● How to complete this task
Since only part of the material is needed, please repeat exactly the line that includes "field and give integer pixel coordinates." and every line after it, up to the last.

● Data for analysis
+===+
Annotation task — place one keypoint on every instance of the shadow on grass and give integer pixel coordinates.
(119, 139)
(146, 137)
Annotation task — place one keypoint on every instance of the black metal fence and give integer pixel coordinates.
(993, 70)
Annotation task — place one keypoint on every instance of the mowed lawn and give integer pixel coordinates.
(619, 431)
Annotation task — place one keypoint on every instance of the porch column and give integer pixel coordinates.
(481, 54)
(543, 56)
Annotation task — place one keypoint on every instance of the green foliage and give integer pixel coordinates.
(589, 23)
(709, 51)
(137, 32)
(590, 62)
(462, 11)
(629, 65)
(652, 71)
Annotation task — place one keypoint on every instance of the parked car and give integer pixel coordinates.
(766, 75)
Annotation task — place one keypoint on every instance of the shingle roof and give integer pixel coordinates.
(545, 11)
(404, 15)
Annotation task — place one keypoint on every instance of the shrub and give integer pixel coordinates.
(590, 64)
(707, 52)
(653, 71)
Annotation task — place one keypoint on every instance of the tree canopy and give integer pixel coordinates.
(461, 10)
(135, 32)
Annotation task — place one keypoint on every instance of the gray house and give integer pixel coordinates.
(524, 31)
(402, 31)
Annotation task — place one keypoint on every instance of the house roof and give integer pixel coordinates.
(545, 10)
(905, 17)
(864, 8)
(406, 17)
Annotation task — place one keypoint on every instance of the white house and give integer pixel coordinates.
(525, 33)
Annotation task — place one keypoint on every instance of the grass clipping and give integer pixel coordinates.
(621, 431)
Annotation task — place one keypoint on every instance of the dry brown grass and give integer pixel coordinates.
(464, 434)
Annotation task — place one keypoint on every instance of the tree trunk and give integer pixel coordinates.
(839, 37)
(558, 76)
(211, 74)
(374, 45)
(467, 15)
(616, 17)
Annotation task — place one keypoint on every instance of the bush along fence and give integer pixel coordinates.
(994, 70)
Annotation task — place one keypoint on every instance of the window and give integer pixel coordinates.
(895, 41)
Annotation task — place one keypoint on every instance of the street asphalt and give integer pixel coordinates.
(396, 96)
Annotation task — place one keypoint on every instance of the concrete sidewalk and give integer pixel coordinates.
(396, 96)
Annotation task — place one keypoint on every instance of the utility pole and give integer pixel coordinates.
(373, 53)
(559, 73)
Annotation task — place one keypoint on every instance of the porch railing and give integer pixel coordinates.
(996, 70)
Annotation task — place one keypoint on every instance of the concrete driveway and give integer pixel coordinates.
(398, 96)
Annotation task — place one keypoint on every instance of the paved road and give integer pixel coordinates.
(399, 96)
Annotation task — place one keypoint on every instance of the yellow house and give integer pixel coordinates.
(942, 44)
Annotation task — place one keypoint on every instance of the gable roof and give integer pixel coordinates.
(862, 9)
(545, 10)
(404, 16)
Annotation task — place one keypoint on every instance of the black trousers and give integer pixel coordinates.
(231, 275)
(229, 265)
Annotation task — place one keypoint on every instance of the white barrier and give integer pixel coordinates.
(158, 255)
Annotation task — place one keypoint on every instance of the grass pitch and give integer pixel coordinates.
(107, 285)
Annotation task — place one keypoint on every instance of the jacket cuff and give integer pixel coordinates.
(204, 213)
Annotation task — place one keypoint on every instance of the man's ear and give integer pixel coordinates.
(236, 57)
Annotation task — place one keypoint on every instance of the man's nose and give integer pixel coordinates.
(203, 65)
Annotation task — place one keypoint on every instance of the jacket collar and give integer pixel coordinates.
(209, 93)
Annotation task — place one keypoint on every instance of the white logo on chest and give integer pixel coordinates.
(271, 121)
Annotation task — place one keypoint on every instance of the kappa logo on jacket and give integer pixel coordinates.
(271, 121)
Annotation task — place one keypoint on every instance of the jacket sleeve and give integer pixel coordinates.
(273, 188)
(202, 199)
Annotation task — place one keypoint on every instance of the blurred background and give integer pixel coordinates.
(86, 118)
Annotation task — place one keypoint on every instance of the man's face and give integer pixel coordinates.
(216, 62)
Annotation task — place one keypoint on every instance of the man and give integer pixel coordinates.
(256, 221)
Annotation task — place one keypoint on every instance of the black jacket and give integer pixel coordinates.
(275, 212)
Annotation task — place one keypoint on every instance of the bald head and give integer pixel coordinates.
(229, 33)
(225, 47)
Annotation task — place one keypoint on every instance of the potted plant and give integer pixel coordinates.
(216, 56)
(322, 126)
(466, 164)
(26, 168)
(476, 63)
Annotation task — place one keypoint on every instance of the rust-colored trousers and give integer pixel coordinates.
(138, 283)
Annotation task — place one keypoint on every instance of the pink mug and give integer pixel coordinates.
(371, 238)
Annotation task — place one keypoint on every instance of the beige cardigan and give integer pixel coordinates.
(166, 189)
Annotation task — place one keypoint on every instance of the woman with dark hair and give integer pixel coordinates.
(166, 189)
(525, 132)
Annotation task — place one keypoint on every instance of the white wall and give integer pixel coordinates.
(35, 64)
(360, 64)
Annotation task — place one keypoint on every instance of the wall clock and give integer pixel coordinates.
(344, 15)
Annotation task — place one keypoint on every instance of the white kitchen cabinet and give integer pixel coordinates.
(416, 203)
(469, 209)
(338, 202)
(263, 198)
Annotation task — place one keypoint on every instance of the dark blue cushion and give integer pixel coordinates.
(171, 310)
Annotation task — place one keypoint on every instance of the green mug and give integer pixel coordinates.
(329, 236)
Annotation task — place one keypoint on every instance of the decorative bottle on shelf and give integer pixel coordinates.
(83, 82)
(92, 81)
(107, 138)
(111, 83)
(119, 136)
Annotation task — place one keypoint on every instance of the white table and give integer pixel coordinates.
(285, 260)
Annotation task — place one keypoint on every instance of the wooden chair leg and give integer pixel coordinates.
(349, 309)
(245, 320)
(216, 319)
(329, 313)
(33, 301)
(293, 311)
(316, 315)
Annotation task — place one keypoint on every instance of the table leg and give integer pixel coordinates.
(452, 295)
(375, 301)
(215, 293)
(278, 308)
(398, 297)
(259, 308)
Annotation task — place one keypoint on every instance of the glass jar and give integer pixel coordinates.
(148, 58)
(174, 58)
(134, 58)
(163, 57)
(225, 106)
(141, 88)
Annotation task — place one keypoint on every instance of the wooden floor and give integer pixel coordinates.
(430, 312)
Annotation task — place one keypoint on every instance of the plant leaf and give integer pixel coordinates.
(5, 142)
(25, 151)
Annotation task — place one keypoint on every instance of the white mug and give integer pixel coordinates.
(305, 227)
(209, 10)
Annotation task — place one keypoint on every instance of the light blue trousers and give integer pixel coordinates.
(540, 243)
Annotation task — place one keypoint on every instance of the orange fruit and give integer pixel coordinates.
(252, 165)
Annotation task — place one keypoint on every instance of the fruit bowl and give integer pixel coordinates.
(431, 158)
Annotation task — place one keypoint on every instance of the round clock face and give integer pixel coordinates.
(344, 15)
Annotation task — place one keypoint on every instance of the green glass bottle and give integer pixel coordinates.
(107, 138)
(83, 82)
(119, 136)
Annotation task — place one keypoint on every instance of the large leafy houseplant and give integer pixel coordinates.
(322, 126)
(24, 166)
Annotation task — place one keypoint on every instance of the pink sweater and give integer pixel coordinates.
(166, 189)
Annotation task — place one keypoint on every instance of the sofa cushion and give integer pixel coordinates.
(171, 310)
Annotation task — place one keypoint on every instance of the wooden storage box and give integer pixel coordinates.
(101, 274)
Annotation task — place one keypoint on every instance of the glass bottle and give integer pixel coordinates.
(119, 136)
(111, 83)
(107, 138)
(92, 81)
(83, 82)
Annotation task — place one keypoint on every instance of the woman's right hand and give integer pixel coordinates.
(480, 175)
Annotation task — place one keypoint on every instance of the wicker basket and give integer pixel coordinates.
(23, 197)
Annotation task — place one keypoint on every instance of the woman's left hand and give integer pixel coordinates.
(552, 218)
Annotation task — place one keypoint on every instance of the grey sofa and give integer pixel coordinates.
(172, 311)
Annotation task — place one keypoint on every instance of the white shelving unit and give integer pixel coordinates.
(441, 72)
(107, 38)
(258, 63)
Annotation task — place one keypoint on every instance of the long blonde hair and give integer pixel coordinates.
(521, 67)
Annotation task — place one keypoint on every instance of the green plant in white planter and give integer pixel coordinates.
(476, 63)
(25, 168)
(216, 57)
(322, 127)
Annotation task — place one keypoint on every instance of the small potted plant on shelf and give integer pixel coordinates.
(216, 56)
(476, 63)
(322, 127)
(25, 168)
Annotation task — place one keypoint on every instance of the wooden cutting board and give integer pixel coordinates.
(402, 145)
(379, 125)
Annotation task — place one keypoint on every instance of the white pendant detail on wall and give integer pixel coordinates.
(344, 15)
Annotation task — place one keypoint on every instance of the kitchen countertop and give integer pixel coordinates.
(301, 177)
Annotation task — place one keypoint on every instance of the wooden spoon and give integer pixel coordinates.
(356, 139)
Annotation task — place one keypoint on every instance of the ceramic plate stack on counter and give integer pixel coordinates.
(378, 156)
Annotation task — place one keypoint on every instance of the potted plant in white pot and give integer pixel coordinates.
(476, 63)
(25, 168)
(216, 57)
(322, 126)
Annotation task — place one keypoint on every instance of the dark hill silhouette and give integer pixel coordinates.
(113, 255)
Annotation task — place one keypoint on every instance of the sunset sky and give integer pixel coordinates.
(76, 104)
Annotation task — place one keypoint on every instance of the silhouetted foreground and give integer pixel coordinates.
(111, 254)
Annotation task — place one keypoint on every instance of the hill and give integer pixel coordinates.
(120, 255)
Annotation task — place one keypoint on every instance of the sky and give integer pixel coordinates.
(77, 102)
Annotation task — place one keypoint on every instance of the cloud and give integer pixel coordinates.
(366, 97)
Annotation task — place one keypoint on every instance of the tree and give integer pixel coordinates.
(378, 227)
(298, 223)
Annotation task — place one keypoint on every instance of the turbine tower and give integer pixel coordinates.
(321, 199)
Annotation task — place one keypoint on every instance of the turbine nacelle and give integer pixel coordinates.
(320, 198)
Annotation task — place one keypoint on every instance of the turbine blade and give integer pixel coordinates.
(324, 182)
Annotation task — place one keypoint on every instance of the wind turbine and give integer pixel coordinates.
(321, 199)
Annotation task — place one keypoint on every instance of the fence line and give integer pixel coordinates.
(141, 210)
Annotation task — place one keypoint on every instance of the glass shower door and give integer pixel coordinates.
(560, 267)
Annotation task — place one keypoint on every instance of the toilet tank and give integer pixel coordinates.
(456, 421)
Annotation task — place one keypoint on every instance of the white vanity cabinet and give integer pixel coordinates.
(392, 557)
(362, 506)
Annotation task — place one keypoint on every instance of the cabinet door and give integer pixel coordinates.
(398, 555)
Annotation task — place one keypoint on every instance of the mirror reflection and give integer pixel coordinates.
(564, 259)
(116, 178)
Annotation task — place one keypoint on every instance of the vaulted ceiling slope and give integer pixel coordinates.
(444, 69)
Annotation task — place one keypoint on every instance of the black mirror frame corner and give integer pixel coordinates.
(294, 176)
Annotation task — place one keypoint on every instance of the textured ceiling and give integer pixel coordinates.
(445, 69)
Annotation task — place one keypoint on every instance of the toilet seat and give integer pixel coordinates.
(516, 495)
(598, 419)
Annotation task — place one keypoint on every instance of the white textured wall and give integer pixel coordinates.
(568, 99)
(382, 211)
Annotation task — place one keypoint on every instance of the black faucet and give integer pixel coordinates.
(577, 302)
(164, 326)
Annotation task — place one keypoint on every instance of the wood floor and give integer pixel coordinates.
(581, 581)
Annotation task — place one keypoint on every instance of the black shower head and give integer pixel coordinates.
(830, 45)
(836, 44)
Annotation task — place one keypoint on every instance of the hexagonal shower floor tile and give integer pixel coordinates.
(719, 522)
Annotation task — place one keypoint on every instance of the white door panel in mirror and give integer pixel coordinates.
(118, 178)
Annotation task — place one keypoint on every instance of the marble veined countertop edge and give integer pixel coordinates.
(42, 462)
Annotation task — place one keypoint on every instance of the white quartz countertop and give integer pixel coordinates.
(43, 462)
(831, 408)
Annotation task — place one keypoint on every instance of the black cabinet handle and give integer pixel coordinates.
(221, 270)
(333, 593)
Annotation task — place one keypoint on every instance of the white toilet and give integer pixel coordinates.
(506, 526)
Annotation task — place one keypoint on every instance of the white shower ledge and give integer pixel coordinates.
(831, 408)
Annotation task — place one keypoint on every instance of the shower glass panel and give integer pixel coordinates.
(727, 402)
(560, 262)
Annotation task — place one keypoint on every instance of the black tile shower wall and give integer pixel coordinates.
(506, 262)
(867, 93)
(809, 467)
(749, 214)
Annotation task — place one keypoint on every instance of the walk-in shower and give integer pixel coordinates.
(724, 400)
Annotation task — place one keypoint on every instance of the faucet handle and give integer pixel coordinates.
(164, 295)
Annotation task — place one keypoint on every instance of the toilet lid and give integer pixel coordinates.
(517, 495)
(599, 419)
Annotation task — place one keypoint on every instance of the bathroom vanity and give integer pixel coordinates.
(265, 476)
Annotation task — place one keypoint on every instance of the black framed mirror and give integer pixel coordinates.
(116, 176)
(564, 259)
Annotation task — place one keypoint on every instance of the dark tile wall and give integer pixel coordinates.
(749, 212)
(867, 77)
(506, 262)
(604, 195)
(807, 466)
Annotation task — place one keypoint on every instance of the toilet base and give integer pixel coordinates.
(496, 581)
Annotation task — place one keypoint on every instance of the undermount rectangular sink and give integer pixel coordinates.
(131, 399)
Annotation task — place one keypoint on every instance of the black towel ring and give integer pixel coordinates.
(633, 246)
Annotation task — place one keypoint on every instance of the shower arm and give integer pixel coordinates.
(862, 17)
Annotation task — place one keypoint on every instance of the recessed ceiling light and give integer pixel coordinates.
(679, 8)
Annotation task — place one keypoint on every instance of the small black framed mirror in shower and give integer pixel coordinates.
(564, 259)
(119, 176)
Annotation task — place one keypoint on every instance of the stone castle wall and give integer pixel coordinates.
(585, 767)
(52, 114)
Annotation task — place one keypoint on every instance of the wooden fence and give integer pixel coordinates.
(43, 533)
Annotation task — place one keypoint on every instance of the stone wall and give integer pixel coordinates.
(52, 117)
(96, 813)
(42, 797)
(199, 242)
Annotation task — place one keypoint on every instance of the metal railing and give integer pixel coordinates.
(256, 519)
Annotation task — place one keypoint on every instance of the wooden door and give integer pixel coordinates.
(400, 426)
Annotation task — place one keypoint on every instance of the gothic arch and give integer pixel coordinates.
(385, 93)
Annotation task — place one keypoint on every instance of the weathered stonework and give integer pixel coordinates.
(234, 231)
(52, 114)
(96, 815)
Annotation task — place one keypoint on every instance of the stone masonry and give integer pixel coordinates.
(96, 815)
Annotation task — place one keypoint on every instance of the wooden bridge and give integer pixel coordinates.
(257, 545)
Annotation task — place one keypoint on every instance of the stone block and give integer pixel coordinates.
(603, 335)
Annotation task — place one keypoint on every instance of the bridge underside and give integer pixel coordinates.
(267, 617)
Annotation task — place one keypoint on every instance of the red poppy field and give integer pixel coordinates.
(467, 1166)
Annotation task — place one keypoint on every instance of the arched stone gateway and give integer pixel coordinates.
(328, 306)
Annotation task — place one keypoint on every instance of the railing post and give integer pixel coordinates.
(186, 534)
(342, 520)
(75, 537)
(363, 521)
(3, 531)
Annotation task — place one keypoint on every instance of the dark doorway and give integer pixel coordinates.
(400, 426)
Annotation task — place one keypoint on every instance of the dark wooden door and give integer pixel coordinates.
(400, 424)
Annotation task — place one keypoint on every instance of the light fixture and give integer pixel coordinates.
+===+
● Result for this task
Annotation task — place one keypoint on every instance of the red poppy field and give integer pixel coordinates.
(467, 1166)
Annotation task — place one keypoint on every instance of the arched stone gateway and give integer pixel coordinates.
(328, 306)
Annotation task — place one keypoint on every instance of the railing post and give integer pixel coordinates.
(186, 534)
(342, 520)
(75, 537)
(363, 521)
(3, 531)
Annotation task — place one keypoint on every instance of the dark doorway and give integer pixel coordinates.
(400, 426)
Annotation task — place one keypoint on every instance of the dark wooden door and give integer pixel coordinates.
(400, 424)
Annotation task — place one keypoint on every instance of the light fixture and give integer pixel coordinates.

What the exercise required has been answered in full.